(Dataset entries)
^^^^^^^^

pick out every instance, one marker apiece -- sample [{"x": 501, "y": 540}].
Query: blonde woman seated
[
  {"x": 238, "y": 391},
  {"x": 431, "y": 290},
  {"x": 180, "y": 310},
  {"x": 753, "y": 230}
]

^^^^^^^^

→ How to complete this task: Go through the entries above and restate each one exactly.

→ Expected output:
pick out every instance, one marker apiece -- sample [{"x": 501, "y": 540}].
Query: blonde woman seated
[
  {"x": 238, "y": 391},
  {"x": 431, "y": 290},
  {"x": 180, "y": 310},
  {"x": 753, "y": 230}
]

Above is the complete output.